=== Short task ===
Return each line of the items below that contains the string "dress". Case matters.

Image entries for named regions
= = = = = = =

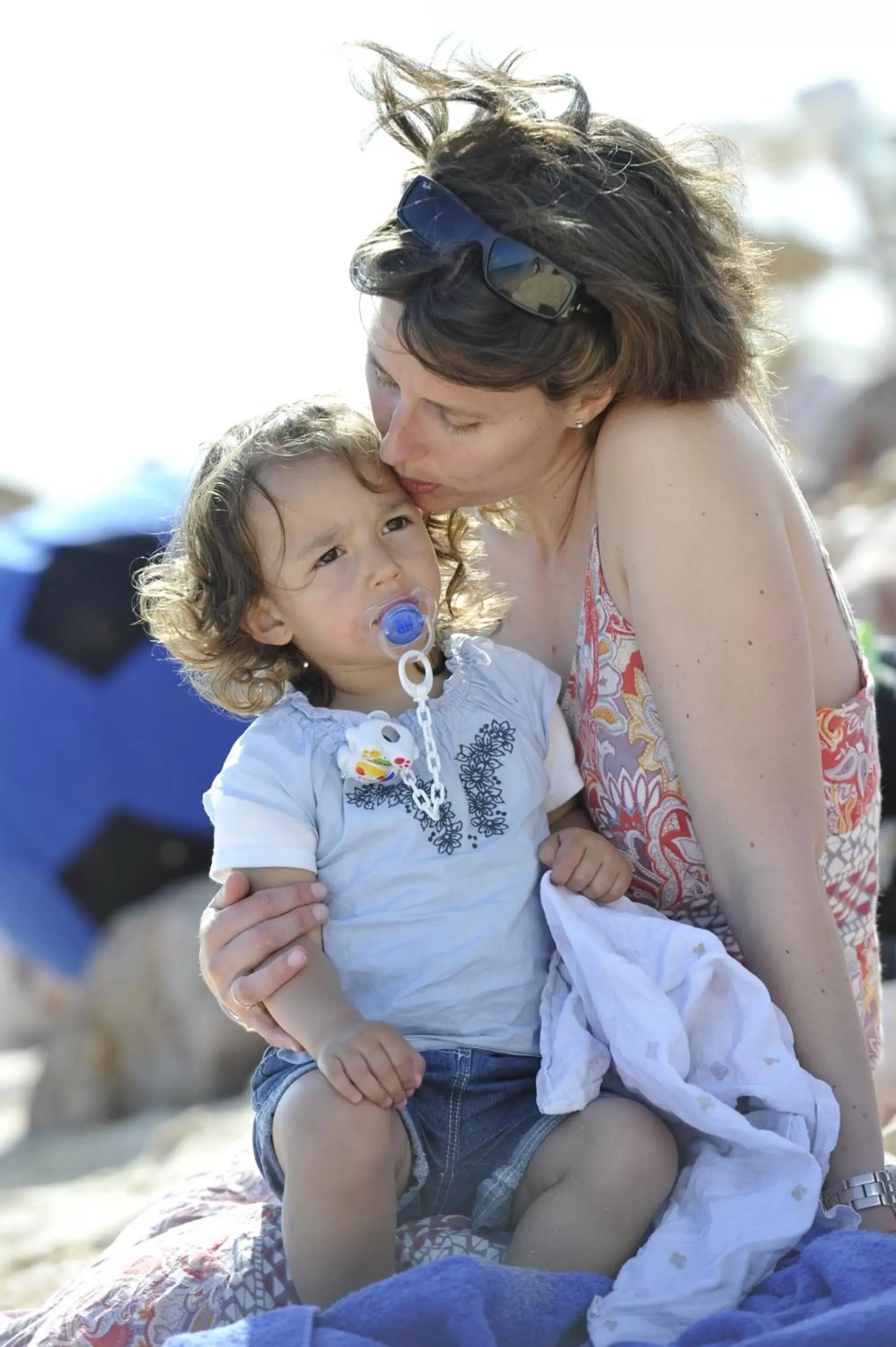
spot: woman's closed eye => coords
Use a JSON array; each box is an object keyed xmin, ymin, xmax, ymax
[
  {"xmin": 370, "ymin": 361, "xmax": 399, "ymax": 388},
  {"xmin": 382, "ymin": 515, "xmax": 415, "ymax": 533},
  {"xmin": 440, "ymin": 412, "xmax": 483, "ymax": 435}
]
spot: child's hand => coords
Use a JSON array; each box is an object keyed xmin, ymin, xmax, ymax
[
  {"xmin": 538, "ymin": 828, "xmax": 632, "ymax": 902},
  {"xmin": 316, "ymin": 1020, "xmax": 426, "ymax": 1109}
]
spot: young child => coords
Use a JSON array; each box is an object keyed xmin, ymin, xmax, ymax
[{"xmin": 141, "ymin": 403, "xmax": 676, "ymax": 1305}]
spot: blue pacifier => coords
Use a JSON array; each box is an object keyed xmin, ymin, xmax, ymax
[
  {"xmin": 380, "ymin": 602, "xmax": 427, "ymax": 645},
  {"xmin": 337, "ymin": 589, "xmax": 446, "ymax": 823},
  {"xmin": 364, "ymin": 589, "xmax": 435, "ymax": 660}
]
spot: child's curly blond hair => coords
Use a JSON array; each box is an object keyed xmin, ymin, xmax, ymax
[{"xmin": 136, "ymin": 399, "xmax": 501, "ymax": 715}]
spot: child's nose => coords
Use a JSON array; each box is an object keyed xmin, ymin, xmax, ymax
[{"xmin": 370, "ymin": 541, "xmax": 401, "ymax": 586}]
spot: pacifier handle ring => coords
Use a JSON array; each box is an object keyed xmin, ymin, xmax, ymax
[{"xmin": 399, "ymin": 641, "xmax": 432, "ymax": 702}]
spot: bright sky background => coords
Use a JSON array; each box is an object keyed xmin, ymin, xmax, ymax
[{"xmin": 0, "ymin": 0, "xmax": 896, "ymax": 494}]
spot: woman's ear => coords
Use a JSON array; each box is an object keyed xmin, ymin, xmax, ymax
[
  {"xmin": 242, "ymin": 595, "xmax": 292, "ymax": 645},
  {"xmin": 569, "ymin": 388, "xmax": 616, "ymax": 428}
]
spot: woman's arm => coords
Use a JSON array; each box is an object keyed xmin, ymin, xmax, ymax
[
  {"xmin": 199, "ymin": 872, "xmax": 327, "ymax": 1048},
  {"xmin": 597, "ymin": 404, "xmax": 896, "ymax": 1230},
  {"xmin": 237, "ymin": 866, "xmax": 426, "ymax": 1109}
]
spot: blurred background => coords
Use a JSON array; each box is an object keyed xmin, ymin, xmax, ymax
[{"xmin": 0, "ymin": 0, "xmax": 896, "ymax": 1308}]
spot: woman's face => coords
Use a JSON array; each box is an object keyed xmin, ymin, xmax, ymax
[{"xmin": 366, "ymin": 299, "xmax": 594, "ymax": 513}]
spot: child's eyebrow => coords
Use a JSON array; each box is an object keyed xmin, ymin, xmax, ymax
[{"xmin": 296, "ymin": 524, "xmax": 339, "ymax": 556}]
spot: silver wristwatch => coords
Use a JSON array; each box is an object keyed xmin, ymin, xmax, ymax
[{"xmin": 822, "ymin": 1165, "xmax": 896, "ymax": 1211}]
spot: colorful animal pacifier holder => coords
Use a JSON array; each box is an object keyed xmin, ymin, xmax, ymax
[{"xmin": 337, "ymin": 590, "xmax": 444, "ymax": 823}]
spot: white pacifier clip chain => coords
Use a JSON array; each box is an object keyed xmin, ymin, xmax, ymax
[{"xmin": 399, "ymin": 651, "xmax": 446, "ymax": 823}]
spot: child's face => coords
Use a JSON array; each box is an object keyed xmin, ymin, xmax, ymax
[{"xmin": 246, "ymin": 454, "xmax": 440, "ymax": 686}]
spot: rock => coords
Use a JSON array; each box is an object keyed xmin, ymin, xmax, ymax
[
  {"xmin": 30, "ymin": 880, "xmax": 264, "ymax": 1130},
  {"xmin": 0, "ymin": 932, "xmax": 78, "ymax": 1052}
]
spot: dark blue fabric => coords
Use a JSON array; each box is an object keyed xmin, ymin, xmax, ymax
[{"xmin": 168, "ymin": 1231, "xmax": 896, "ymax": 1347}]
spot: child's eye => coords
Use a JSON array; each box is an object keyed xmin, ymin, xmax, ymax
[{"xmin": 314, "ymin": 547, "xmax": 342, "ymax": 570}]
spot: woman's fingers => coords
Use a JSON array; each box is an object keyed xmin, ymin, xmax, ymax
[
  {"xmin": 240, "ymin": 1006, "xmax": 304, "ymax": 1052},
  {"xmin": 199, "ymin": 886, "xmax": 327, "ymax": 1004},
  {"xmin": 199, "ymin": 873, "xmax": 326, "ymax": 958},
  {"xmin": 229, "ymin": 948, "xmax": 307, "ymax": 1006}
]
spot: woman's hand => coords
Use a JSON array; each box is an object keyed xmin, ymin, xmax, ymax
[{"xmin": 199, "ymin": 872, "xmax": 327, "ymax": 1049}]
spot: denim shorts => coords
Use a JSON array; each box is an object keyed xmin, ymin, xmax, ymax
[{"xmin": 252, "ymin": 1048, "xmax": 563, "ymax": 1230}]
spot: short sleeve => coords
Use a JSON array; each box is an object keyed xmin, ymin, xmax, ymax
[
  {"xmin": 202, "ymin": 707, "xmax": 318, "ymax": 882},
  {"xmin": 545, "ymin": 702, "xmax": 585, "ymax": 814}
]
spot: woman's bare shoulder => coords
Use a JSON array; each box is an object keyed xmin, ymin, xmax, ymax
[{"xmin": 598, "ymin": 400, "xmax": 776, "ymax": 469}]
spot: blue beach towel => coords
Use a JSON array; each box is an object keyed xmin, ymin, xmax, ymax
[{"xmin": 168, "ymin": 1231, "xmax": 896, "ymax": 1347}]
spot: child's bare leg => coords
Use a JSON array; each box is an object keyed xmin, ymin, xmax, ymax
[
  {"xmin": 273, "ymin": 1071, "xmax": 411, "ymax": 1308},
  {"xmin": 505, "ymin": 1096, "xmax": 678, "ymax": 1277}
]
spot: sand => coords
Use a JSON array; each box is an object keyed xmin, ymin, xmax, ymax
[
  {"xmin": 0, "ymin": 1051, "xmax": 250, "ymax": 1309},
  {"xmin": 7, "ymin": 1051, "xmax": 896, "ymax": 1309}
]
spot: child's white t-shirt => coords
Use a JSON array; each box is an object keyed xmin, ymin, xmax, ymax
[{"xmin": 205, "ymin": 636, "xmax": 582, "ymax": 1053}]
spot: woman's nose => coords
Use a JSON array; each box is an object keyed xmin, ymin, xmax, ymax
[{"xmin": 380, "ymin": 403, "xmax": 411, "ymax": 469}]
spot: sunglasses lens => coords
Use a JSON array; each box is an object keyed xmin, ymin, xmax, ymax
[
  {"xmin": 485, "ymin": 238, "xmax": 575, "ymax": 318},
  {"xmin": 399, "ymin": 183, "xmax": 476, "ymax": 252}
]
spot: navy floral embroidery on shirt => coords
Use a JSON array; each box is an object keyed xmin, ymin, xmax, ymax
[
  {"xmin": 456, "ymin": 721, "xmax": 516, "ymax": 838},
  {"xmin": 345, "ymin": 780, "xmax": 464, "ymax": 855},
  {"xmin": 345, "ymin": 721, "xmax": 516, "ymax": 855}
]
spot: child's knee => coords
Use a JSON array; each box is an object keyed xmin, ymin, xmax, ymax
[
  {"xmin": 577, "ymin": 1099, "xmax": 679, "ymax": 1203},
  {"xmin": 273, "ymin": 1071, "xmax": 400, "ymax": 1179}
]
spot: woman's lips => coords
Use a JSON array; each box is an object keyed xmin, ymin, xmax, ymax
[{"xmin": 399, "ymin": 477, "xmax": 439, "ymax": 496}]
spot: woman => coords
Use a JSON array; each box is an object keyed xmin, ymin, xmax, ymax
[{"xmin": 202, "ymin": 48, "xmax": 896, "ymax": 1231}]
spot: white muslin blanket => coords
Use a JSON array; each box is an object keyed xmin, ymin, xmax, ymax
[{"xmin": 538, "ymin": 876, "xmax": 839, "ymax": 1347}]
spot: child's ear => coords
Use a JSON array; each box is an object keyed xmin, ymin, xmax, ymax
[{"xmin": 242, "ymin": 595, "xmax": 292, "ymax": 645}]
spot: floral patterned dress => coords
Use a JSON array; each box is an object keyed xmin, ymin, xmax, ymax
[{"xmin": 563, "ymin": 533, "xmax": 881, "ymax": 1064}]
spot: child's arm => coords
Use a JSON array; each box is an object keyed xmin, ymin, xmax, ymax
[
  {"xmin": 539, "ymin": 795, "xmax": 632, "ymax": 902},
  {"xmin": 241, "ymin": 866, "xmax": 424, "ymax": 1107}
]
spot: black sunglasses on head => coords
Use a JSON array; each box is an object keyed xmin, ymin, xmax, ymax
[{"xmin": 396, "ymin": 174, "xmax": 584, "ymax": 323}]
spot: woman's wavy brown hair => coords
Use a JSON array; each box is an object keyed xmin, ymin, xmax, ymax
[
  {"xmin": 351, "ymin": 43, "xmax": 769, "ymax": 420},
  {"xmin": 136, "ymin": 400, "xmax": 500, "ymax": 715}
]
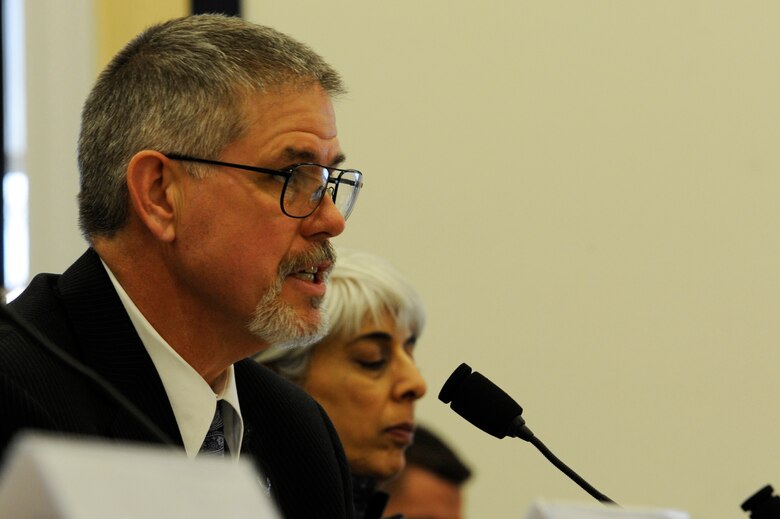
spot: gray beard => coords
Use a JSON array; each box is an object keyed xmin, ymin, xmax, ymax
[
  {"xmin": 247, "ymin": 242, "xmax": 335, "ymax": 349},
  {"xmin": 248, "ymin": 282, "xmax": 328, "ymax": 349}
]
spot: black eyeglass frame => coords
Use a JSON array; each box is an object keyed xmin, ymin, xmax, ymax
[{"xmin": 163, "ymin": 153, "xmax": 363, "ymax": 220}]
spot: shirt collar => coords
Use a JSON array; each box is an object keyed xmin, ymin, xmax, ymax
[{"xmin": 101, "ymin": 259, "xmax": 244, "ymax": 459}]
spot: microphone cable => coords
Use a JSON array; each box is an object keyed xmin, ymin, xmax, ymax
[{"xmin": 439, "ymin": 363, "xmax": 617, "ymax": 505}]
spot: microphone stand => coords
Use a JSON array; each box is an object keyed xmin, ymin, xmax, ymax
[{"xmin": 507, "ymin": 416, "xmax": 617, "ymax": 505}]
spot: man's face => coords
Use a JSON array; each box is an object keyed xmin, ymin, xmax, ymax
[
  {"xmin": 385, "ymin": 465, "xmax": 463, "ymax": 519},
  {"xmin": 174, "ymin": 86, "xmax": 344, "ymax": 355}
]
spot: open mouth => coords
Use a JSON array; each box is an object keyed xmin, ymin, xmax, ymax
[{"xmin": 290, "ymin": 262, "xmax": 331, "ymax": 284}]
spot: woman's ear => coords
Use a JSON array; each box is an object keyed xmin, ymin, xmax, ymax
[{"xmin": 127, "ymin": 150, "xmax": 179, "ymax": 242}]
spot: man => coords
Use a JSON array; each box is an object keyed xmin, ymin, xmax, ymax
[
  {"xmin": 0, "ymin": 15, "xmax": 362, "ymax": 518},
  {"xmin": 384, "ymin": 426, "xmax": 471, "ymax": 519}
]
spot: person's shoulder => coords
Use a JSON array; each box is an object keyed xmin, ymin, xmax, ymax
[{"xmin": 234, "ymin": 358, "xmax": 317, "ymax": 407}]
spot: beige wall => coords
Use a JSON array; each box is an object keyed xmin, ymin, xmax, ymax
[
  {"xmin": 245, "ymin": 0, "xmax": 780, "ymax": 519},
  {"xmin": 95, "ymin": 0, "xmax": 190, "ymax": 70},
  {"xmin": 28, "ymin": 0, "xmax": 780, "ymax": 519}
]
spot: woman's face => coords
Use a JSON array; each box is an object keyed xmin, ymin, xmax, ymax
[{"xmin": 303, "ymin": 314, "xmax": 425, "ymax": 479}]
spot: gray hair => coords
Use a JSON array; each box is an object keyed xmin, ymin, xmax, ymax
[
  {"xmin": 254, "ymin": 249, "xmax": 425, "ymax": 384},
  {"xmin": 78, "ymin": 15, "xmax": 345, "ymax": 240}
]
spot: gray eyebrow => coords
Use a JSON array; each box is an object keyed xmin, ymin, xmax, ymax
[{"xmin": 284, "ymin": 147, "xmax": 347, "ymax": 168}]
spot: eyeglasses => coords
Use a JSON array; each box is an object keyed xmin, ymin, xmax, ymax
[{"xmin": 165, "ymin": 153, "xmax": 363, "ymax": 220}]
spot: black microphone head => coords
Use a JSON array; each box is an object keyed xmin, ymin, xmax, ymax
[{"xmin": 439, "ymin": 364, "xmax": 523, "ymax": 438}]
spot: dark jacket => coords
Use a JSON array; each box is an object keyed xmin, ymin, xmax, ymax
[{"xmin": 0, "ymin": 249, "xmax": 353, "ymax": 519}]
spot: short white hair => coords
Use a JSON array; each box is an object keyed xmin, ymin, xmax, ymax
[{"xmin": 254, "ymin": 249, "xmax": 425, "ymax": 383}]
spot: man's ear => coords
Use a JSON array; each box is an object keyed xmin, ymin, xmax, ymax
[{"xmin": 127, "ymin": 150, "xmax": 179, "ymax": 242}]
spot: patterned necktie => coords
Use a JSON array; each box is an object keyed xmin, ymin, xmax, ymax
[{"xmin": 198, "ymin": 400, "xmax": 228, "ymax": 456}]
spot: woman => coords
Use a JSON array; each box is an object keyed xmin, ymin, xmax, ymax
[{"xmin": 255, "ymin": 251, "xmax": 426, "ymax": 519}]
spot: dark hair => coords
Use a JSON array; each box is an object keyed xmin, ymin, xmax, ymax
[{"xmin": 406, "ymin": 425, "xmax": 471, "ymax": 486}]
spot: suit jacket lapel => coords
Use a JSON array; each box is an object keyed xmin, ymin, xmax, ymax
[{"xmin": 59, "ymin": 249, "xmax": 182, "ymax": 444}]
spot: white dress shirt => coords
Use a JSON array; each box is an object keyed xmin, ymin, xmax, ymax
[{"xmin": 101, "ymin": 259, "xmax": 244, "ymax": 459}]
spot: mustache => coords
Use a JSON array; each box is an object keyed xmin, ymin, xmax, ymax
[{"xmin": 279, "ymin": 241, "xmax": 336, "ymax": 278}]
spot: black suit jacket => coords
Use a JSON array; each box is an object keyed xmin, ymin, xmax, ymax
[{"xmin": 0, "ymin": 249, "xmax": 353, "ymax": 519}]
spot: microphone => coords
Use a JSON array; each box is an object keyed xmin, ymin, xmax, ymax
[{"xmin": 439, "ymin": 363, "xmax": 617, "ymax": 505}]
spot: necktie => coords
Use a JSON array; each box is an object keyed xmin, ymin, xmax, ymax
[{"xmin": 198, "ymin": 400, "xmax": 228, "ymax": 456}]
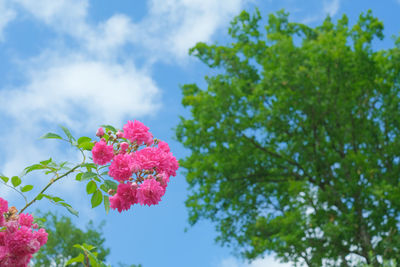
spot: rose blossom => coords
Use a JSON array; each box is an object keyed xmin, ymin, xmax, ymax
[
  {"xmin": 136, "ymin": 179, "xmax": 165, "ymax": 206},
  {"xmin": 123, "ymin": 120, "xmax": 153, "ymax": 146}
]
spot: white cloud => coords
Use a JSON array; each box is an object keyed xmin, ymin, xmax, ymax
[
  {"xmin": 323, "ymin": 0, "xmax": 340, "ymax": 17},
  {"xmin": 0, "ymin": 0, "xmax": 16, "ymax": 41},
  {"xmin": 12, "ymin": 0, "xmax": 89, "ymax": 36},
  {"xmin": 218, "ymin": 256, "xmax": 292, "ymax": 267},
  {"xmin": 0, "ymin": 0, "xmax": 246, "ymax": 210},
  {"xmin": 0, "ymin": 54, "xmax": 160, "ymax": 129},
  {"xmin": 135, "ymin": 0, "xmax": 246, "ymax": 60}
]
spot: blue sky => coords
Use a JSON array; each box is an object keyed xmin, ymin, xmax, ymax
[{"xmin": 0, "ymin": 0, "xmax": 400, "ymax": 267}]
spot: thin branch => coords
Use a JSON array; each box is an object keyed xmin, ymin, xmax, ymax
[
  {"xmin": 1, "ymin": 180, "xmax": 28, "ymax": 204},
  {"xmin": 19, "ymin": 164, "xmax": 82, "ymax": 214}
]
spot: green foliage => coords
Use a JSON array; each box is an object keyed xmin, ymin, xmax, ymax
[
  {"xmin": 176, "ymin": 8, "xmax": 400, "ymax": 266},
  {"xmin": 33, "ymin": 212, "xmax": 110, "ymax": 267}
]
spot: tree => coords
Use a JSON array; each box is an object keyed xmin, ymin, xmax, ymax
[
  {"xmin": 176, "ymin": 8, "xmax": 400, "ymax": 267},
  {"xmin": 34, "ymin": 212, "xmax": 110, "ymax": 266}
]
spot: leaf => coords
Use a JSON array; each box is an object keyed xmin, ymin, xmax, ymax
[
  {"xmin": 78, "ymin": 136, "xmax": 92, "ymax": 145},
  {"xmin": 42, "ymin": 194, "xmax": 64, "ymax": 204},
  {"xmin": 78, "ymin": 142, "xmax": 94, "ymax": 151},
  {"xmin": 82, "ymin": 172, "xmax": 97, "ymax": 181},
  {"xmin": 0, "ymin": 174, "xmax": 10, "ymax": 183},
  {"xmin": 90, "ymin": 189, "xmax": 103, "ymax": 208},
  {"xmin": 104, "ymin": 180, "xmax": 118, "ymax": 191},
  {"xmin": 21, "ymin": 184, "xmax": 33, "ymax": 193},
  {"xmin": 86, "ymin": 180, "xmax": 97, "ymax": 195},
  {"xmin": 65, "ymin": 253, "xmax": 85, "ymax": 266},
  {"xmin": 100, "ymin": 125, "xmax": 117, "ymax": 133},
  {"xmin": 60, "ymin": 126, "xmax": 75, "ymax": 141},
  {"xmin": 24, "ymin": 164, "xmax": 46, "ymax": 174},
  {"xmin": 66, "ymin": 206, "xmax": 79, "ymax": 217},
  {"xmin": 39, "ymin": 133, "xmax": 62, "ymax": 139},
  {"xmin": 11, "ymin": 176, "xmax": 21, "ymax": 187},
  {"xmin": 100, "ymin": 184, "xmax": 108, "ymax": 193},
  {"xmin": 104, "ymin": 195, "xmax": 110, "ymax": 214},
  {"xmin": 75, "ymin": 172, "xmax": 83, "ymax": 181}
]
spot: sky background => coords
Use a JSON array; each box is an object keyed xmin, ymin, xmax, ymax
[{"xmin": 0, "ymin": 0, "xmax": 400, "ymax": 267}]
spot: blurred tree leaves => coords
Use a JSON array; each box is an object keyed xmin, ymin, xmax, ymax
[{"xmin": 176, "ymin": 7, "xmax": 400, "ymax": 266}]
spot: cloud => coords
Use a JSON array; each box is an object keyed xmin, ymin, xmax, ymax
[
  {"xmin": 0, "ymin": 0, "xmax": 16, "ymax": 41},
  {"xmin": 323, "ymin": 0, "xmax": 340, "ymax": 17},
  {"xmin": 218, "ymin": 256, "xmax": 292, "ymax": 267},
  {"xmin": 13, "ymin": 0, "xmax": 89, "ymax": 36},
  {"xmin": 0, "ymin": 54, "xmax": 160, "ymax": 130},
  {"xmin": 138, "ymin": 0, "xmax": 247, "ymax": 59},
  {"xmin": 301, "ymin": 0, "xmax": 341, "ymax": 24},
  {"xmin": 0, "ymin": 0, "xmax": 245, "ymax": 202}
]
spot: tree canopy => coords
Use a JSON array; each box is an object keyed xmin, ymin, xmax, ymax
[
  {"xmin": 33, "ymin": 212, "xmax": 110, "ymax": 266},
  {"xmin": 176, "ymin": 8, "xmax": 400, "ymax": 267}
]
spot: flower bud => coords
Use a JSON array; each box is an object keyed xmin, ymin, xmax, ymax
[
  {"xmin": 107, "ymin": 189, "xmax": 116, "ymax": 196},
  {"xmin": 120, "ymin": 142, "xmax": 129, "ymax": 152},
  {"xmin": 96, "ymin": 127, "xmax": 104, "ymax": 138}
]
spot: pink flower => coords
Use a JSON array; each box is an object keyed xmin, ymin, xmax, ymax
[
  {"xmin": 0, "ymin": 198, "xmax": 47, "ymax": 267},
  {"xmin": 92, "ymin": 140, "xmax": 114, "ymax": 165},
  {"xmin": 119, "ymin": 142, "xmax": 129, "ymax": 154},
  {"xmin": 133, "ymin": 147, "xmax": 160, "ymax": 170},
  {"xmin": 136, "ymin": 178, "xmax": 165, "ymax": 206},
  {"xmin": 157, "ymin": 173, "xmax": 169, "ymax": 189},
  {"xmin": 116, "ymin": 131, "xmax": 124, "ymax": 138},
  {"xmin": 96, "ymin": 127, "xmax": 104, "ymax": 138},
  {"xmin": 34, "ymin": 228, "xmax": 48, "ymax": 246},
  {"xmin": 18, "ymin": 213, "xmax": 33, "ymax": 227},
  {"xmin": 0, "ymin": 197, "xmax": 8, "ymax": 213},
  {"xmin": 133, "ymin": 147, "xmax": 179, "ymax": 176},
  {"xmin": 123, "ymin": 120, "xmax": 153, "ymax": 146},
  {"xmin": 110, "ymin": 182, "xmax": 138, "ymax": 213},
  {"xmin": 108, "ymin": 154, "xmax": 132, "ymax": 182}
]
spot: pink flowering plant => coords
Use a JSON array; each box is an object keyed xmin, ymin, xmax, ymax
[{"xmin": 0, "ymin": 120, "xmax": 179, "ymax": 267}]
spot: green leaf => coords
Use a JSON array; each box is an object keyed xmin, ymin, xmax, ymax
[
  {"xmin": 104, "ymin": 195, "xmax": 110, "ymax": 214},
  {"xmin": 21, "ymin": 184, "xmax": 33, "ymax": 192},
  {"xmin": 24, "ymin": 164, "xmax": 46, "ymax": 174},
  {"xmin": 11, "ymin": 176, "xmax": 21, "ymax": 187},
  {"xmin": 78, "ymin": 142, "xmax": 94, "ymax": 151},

= = = = = = =

=== Task solution ===
spot: floral patterned dress => coords
spot: white dress shirt => coords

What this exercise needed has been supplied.